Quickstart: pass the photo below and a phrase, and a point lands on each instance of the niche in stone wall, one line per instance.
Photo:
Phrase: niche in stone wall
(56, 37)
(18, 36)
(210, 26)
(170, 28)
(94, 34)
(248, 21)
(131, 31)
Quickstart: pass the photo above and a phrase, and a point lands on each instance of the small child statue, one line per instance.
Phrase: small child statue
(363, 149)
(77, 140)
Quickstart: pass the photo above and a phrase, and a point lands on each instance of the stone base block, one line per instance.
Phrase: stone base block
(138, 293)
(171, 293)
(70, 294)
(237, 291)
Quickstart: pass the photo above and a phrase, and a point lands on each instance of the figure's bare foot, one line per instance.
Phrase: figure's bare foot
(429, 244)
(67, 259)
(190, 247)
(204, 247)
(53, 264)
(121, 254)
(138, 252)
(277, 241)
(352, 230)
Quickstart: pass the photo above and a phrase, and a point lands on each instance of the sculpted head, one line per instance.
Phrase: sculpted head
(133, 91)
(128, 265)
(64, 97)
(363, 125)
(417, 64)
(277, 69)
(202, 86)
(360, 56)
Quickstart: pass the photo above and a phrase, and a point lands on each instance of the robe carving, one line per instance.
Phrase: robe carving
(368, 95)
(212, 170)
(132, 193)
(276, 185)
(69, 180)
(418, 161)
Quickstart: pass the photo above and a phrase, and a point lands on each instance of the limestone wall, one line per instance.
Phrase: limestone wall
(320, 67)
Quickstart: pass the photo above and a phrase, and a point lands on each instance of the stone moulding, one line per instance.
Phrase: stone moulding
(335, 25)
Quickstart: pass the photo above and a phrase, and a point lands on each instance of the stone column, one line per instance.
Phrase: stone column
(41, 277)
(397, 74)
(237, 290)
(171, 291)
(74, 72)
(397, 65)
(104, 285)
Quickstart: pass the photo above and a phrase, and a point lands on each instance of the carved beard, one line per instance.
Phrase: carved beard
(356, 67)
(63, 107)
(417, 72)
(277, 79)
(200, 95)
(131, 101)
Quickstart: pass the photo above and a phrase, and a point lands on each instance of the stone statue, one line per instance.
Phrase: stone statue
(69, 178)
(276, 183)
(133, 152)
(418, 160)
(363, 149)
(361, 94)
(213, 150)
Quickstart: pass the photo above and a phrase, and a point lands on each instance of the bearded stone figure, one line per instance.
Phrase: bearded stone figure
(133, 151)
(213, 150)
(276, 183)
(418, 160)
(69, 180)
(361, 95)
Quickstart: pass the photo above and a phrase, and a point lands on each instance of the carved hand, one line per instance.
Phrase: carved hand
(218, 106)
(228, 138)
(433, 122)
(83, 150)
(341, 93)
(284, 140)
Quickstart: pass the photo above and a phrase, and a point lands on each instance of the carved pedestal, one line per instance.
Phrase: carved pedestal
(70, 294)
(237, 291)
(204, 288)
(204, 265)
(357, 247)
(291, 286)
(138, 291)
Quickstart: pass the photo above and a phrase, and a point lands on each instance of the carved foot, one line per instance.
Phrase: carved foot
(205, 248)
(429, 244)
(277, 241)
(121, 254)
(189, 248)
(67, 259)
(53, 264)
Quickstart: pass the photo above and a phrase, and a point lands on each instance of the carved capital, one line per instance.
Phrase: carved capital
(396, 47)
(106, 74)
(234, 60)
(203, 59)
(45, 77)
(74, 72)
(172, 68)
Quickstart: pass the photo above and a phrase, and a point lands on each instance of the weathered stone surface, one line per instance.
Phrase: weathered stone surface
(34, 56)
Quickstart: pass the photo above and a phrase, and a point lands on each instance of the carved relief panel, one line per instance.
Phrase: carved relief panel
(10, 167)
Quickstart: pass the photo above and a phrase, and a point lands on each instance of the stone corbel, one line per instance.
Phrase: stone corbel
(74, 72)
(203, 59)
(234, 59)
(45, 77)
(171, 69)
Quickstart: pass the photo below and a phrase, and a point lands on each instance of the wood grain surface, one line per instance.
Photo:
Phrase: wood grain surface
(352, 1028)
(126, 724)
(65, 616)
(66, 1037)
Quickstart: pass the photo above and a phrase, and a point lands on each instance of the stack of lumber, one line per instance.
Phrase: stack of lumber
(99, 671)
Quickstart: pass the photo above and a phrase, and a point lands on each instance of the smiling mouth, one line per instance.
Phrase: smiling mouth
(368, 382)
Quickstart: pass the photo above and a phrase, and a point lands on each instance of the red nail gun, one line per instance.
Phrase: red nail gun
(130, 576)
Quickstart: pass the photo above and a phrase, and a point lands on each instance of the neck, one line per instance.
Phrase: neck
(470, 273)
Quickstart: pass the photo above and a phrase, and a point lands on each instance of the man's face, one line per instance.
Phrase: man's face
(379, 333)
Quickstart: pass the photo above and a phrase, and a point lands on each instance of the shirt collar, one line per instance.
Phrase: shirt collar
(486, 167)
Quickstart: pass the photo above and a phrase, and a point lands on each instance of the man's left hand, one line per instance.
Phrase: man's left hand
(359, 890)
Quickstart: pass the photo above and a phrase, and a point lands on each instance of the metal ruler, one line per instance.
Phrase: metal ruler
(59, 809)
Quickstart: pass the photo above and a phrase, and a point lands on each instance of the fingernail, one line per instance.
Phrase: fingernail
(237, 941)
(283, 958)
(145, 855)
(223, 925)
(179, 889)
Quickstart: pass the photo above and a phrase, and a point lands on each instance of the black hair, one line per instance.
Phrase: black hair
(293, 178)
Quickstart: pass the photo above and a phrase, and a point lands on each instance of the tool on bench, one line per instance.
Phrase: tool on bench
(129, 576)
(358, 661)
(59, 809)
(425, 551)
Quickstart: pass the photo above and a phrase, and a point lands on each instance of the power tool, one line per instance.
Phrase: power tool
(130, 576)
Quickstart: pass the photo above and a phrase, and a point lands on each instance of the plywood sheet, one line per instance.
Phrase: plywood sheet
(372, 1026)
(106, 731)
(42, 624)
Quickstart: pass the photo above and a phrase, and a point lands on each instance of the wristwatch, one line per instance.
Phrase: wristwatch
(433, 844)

▸ **EXERCISE DESCRIPTION**
Restate the listing above word for word.

▸ **THE COMPLETED TASK**
Quickstart: pass the photo below and a phrase, and a point lands on each instance of the niche in stone wall, one line per instance.
Photo:
Phrase: niche in stone wall
(56, 37)
(18, 36)
(210, 26)
(170, 28)
(94, 34)
(248, 21)
(131, 31)
Quickstart: pass the photo above and a phrase, and a point lands on each instance of the small child statue, one line per instance.
Phrase: small child statue
(363, 149)
(77, 140)
Quickstart: pass the photo above and a phrase, and a point lands on each instance of the stone base block, one line per instance.
Phrase: stone base block
(138, 293)
(171, 293)
(70, 294)
(237, 291)
Quickstart: pass the photo above and a phrase, and a point lands on each instance of the figure's bare foot, one line per instance.
Phrase: figure's bare foot
(429, 244)
(67, 259)
(190, 247)
(204, 247)
(53, 264)
(121, 254)
(138, 252)
(277, 241)
(352, 230)
Quickstart: pass the photo above and a phrase, and a point lands on each instance of the sculpted head, one line per instance.
Phrase: sculpted head
(133, 91)
(128, 265)
(64, 97)
(363, 125)
(417, 64)
(277, 69)
(202, 86)
(360, 56)
Quickstart: pass the photo above and a phrase, and a point lands on each instance of the robe carving, one line per instance.
Phrase: robe carving
(368, 95)
(212, 170)
(132, 193)
(276, 185)
(69, 180)
(418, 161)
Quickstart: pass the photo above and a phrase, and a point lands on each instance of the limestone wall, one line per instance.
Phrase: limestone wall
(320, 67)
Quickstart: pass the photo above and a phrase, and a point lands on each instance of the stone moulding, one line per instance.
Phrase: stone moulding
(335, 25)
Quickstart: pass the photo above and a phrase, and a point lands on each instance of the stone column, one line per instance.
Phrase: stone column
(41, 277)
(397, 74)
(237, 290)
(171, 291)
(74, 72)
(397, 65)
(104, 285)
Quickstart: pass the photo above and a phrase, and a point lands on each instance of the carved beard, one line per instance.
Phrase: carved beard
(356, 67)
(63, 107)
(417, 72)
(277, 79)
(200, 95)
(131, 101)
Quickstart: pass the photo above and a phrase, and a point lands on each instance of the stone statue, one line per instance.
Phrase: stone statue
(69, 178)
(276, 183)
(133, 152)
(418, 160)
(363, 149)
(361, 94)
(213, 150)
Quickstart: pass the photo above and a phrase, and a point lands on each instance of the bearded stone figure, one line per instance.
Phrase: bearded stone figure
(133, 151)
(213, 150)
(276, 183)
(418, 160)
(69, 180)
(361, 95)
Quickstart: pass the photo above and a phrase, and a point lands on each instance of the carved hand, one line per instance.
Phrase: carved hand
(218, 106)
(228, 138)
(433, 122)
(83, 150)
(341, 93)
(284, 140)
Quickstart: pass the photo above and a phrase, and a point lands on each instance of the carved pedestal, one line per instance.
Phrase: carved pedestal
(70, 294)
(237, 291)
(204, 288)
(204, 265)
(357, 247)
(291, 286)
(138, 291)
Quickstart: pass the photo above and a phrase, and a point lands on each instance of the carved foot, one line per instance.
Phrase: carved foot
(205, 248)
(429, 244)
(277, 241)
(121, 254)
(189, 248)
(67, 259)
(53, 264)
Quickstart: pass the photo above and a phrase, and a point lands on each instance of the carved capital, one line per instance.
Phrase: carved capital
(396, 47)
(106, 74)
(234, 60)
(203, 59)
(45, 77)
(74, 72)
(172, 68)
Quickstart: pass the photo above and a phrase, and a point lands on each instance of the weathered stone surface, one line per instance.
Phrase: weathered stone surface
(34, 56)
Quickstart: pass the photo above and a phrase, and a point lands on each instance of the carved relief panel, one line per instance.
Phrase: carved relief panel
(10, 167)
Quickstart: pass the photo above and a phrase, and a point lands on each instance of the stone corbel, one line per instance.
Phrase: stone corbel
(74, 72)
(203, 59)
(234, 59)
(45, 77)
(171, 69)
Quickstart: pass the photo below and a phrase, and a point lands on each instance of the wood grain surface, one line per instance.
Photo:
Phrase: wood grain surface
(352, 1028)
(126, 724)
(65, 616)
(66, 1037)
Quickstart: pass the photo above and a phrase, and a point lands on each instance of the stack of lumber, one line per instance.
Phrase: stack of lumber
(99, 671)
Quickstart: pass the photo above and a phrase, and a point lands on each instance of the smiling mouth, one line per instance.
Phrase: smiling mouth
(368, 382)
Quickstart: pass the photo above and a phrase, and a point lands on each instance of the red nail gun, one line per instance.
Phrase: red nail gun
(130, 576)
Quickstart: pass the photo above and a phrase, and a point lands on each instance of the neck, one line per instance.
Phrase: neck
(470, 273)
Quickstart: pass the photo above and a phrase, and a point lands on each instance of the man's face, one line per instance.
Phrase: man's face
(379, 333)
Quickstart: pass the photo above and a phrase, and a point lands on each instance of the shirt collar, one line per instance.
Phrase: shirt collar
(486, 167)
Quickstart: pass the photo above and a phrase, and a point lands on each instance of the man's left hand, one line per instance.
Phrase: man's left hand
(359, 890)
Quickstart: pass the photo above and a phrase, and a point lands on each instance of the metal ruler, one line per instance.
Phrase: metal ruler
(59, 809)
Quickstart: pass the photo above and a phrase, and a point lands on each instance of the fingernail, one line per instance.
Phrase: fingernail
(237, 941)
(283, 958)
(145, 855)
(223, 925)
(179, 889)
Quickstart: pass the photo above and a phrase, and a point lands on each instance of the black hair, one line per instance.
Phrase: black hair
(293, 178)
Quickstart: pass the photo above and a phrase, and a point lands on each instance of the tool on bench, one line per instance.
Phrase: tool on bench
(129, 576)
(358, 661)
(59, 809)
(425, 551)
Quickstart: pass the photo above and a phrase, and a point lands on each instance of the power tool, one line per instance.
Phrase: power tool
(130, 576)
Quickstart: pass the photo above and a phrase, and a point lands on each instance of the plywood sheet, one line per instance.
Phrase: plywood sheet
(372, 1026)
(106, 731)
(42, 624)
Quickstart: pass the photo above and a phrase, and a point lands on each instance of the wristwatch, one line per instance.
Phrase: wristwatch
(433, 844)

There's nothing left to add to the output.